— START OF PASSAGE PROVIDED —

2011 MONTHLY CENTRE MEETING SCHEDULE

These will take place at 7 pm at SANSA (formerly HMO).

6 October         ‘Astronomy: inspiring the people of South Africa with hope and an understanding of our place in the universe’ by Dr Debra Shepherd, MeerKAT & SKA

3 November      ‘Sir John Herschel’ by Auke Slotegraaf, psychohistorian and amateur astronomer

9 December      Christmas party

OBSERVATORY NEWS

Page 4 of the 29 September issue of Hermanus Times contains details of the application for a lease submitted by the Hermanus Astronomy Centre to Overstrand Municipality for land on Rotary Way on which to build the proposed Astronomy Education Centre and Observatory.  The application is available for review, and any written objections, until 31 October.  Once this part of the process is complete, the application will be considered by the Overstrand Municipality.

 

The Friend of the Observatory pledge campaign has been revived in order to help raise the money needed to complete the planning application and also equip the observatory with necessary fixtures and furnishings (details at the start of this newsletter).  Work is also continuing on possible sources to fund construction of the buildings.

 

ASTRONOMY NEWS FROM STEVE KLEYN

GRAIL and the mystery of the missing moon As early as 8 September, NASA’s GRAIL mission will have blasted off to uncover some of the mysteries beneath the surface of the Moon.  That cratered gray exterior hides some tantalizing things – even, perhaps, a long-lost companion.  If a paper published recently in the journal Nature* is right, two moons once graced our night skies.  The proposition has not been proven, but has drawn widespread attention.

 

“It’s an intriguing idea,” says David Smith, GRAIL’s deputy principal investigator at MIT. “And it would be a way to explain one of the great perplexities of the Earth-Moon system – the Moon’s strangely asymmetrical nature.  Its near and far sides are substantially different.”  The Moon’s near side, facing us, is dominated by vast smooth ‘seas’ of ancient hardened lava.  In contrast, the far side is marked by mountainous highlands.  Researchers have long struggled to account for the differences, and the ‘two moon’ theory introduced by Martin Jutzi and Erik Asphaug of the University of California at Santa Cruz is the latest attempt.

— END OF PASSAGE PROVIDED —
— START OF INFORMATION SUPPLIED —

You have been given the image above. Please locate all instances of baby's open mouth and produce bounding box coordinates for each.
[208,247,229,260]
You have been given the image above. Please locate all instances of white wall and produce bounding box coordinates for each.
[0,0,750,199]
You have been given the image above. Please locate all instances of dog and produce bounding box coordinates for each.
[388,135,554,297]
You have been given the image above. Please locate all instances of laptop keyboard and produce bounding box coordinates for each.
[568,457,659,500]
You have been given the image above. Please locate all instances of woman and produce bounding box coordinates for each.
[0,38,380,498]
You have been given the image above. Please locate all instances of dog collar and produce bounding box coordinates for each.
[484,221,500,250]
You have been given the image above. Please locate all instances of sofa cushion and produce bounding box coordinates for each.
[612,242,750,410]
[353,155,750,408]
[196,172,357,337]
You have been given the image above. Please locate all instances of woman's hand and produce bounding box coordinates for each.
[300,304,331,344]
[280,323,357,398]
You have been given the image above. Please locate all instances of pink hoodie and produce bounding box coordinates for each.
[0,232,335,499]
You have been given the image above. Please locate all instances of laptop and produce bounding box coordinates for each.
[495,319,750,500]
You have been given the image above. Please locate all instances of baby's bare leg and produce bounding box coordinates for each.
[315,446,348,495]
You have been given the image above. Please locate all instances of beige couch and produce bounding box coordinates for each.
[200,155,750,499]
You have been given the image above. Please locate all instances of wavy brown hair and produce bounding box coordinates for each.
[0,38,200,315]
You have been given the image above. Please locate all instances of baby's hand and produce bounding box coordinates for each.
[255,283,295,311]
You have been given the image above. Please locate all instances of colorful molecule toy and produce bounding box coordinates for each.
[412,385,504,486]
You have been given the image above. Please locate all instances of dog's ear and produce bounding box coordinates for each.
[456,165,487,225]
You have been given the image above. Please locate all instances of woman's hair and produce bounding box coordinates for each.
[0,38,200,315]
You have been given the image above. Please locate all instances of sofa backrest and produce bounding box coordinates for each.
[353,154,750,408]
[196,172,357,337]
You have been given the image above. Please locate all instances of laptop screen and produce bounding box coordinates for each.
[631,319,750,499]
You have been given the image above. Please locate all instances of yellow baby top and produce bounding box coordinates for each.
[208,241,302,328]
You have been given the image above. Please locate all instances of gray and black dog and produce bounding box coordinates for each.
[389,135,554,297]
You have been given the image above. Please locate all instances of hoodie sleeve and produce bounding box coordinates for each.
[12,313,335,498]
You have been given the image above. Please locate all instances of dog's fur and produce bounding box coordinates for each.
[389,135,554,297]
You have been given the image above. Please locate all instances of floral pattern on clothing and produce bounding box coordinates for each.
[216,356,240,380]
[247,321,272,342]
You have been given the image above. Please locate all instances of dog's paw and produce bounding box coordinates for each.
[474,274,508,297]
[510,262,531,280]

— END OF INFORMATION SUPPLIED —
— START OF INFORMATION SUPPLIED —

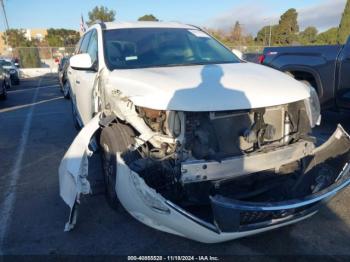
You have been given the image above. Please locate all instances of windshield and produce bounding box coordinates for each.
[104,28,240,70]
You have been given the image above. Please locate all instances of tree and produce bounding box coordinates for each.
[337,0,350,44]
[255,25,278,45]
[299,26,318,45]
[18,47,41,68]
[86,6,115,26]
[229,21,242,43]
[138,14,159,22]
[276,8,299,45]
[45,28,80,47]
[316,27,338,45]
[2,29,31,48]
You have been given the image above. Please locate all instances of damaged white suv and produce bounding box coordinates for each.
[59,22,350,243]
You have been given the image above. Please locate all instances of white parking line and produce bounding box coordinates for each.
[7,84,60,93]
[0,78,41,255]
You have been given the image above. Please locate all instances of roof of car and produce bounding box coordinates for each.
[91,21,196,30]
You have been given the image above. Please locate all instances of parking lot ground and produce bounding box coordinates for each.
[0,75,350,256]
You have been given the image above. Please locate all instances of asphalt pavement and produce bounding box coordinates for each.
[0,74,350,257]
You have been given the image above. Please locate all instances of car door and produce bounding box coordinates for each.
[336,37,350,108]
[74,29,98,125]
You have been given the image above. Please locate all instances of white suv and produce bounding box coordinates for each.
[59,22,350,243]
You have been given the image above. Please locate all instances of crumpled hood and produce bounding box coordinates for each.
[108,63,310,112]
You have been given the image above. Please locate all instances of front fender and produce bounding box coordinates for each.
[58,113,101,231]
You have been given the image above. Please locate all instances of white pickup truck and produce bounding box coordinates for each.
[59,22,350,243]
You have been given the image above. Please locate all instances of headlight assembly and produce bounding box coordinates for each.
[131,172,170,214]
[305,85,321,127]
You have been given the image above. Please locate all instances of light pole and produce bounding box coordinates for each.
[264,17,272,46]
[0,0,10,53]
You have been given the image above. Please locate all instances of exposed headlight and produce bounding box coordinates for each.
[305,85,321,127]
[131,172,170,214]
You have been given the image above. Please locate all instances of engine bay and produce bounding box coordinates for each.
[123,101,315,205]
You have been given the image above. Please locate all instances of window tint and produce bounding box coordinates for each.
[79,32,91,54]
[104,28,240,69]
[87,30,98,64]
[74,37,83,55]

— END OF INFORMATION SUPPLIED —

▸ WRITTEN PROBLEM
Pick up the astronomy centre newsletter right after its last sentence and write the next part. None of the material is needed.

▸ ANSWER FOR THE TASK
 

Scientists agree that when a Mars-sized object crashed into our planet about 4 billion years ago, the resulting debris cloud coalesced to form the Moon.  Jutzi and Asphaug posit that the debris cloud actually formed two moons.  A second, smaller chunk of debris landed in just the right orbit to lead or follow the bigger Moon around Earth.

“Normally, such moons accrete into a single body shortly after formation,” explains Smith. “But the new theory proposes that the second moon ended up at one of the Lagrange points in the Earth-Moon system.”

 

Lagrange points are a bit like gravitational fly traps.  They can hold an object for a long time–but not necessarily forever.  The second moon eventually worked its way out and collided with its bigger sister.  The collision occurred at such a low velocity that the impact did not form a crater.  Instead, the smaller moon ‘went splat,’ forming the contemporary far side highlands.  In short, the lunar highlands are the lost moon’s remains.

 

GRAIL will fly twin spacecraft around the Moon for several months. All the while, a microwave ranging system will precisely measure the distance between the two spacecraft.  By watching that distance expand and contract as the pair fly over the lunar surface, researchers can map the Moon’s underlying gravity field.**   “These measurements will tell us a lot about the distribution of material inside the Moon, and give us pretty definitive information about the differences in the two sides of the Moon’s crust and mantle. If the density of crustal material on the lunar far side differs from that on the near side in a particular way, the finding will lend support to the ‘two moon’ theory.”

 

But this information is just one “piece of the jigsaw puzzle.”  To prove a sister ever existed, other pieces are needed.  NASA’s Lunar Reconnaissance Orbiter has already provided key information on the Moon’s surface topography.  Scientists can also refer to lunar surface chemistry data and look at seismic information from Apollo for clues.

But what’s really needed, says Smith, is a sample return mission to the far side to determine the ages of rocks there.  “The smaller moon, if there was one, was about 1/3 the size of our current Moon.  So upon collision it would have cooled down faster, and the rocks on the far side, where its remains are thought to have spread, would be older than the ones on the near side.”

 

In any case, we have something new to think about. Shall we try singing “fly me to the moons” or “shine on harvest moons”?  “Don’t go changing any song lyrics just yet,” says Smith.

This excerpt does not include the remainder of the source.